THINGS TO DO –
a) According to the Marqo Cloud indexes page, where can you find your Marqo Cloud API key?
b) From the Marqo Cloud indexes page, retype the passage starting with "The settings for" and going on through "(for custom models)".
— BEGIN SELECTED TEXT —
Skip to content

Indexes

This page details how to create, delete and retrieve indexes on Marqo Cloud. Find your Marqo Cloud API key through heading to the Marqo console, in the API keys tab.

Note: The existing create, delete and modify index endpoints have remained unchanged for Marqo 1.0 indexes. Check out the documentation for 1.0 indexes here. Marqo has introduced new APIs for these endpoints for Marqo 2.0 indexes. These endpoints fit this pattern: /api/v2/indexes/ and are discussed below


Create index

POST https://api.marqo.ai/api/v2/indexes/{index_name}

Create and index with (optional) settings. This endpoint accepts the application/json content type.

Marqo Cloud creates dedicated infrastructure for each index. Using the create index endpoint, you can specify the type of storage for the index storageClass and the type of inference inferenceType. The number of storage instances is defined by numberOfShards, the number of replicas numberOfReplicas and the number of Marqo inference nodes by numberOfInferences.

Example

curl -XPOST 'https://api.marqo.ai/api/v2/indexes/my-first-index' \
-H 'x-api-key: XXXXXXXXXXXXXXX' \
-H 'Content-type:application/json' -d '
{
  "treatUrlsAndPointersAsImages": false,
  "model": "hf/e5-base-v2",
  "numberOfShards": 1,
  "numberOfReplicas": 0,
  "inferenceType": "marqo.CPU.small",
  "storageClass": "marqo.basic",
  "numberOfInferences": 1
}'
import marqo
mq = marqo.Client("https://api.marqo.ai", api_key="XXXXXXXXXXXXXXX")
index_settings = {
    "treatUrlsAndPointersAsImages": False,
    "model": "hf/e5-base-v2",
    "numberOfShards": 1,
    "numberOfReplicas": 0,
    "inferenceType": "marqo.CPU.small",
    "storageClass": "marqo.basic",
    "numberOfInferences": 1
}
mq.create_index("my-first-index", settings_dict=index_settings)

Response: 200 OK

{"acknowledged":true, "shards_acknowledged":true, "index":"my-first-index"}

Path parameters

Name Type Description
index_name String name of the index

Body Parameters

The settings for the index. The settings are represented as a nested JSON object.

Name Type Default value Description
treatUrlsAndPointersAsImages Boolean "" Fetch images from pointers
model String hf/e5-base-v2 The model to use to vectorise doc content in add_documents() calls for the index
modelProperties Dictionary "" The model properties object corresponding to model (for custom models)
normalizeEmbeddings
Boolean true Normalize the embeddings to have unit length
textPreprocessing Dictionary "" The text preprocessing object
imagePreprocessing Dictionary "" The image preprocessing object
annParameters Dictionary "" The ANN algorithm parameter object
type String unstructured Type of the index
vectorNumericType String float Numeric type for vector encoding
filterStringMaxLength Int 20 Specifies the maximum character length allowed for strings used in filtering queries within unstructured indexes. This means that any string field you intend to use as a filter in these indexes should not exceed 20 characters in length.
— END SELECTED TEXT —
— BEGIN RECORDED INFORMATION —
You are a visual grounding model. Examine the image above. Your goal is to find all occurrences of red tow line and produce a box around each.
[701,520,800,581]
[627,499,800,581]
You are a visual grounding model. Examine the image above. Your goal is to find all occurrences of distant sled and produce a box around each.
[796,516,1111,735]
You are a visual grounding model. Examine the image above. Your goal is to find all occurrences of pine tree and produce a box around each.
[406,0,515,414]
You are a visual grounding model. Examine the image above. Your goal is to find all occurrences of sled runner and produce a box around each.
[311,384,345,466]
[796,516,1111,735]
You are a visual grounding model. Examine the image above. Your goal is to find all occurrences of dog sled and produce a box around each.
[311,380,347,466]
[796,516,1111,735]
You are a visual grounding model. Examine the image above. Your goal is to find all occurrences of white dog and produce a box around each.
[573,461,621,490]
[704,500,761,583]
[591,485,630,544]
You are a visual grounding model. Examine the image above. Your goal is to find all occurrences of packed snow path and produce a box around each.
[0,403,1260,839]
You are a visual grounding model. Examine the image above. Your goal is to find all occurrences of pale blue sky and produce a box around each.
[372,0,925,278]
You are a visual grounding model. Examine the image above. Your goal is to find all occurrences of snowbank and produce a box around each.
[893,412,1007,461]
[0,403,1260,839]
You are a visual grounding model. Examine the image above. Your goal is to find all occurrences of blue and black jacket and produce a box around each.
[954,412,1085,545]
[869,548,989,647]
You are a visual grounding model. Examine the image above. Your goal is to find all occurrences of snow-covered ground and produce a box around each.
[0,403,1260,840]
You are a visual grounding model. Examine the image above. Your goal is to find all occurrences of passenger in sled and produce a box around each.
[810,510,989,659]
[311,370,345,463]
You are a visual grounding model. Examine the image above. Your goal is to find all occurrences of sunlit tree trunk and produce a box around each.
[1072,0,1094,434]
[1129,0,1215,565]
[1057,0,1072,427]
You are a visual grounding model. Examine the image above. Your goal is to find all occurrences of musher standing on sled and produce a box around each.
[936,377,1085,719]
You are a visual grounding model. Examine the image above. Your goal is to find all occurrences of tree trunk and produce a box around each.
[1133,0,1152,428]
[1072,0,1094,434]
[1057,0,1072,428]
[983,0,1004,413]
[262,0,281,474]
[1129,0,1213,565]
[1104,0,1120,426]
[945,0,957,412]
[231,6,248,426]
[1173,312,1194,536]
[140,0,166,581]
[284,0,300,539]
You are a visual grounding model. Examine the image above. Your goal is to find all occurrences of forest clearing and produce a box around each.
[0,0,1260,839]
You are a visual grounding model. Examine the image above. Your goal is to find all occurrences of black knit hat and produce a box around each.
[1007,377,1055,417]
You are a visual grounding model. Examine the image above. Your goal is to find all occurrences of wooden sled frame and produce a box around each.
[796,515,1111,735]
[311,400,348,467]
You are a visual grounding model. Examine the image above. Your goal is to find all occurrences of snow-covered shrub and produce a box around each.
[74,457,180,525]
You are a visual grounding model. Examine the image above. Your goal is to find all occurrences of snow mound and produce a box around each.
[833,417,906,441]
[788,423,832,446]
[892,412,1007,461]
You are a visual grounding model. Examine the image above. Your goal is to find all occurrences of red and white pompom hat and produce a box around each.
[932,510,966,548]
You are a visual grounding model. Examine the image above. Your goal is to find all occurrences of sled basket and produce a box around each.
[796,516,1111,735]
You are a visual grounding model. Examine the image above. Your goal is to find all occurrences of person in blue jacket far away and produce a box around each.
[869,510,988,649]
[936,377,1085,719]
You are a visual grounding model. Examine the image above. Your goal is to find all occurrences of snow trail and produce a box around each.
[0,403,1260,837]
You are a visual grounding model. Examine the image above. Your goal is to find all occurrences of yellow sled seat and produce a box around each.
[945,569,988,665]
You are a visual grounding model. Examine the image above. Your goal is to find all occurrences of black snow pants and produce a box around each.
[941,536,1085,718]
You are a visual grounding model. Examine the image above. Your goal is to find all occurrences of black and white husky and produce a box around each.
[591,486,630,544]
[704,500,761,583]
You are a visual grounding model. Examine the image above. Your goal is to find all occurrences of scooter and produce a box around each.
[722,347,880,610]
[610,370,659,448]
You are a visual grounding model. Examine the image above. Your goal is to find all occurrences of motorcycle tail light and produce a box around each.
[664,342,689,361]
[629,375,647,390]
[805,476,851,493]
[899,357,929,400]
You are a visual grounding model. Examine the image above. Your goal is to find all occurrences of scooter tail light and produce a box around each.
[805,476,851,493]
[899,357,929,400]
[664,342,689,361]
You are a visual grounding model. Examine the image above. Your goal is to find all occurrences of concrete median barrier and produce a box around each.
— END RECORDED INFORMATION —
SOLUTIONS PER TASK –
a) In the API keys tab of the Marqo console.

b)
The settings for the index. The settings are represented as a nested JSON object.

Name Type Default value Description
treatUrlsAndPointersAsImages Boolean "" Fetch images from pointers
model String hf/e5-base-v2 The model to use to vectorise doc content in add_documents() calls for the index
modelProperties Dictionary "" The model properties object corresponding to model (for custom models)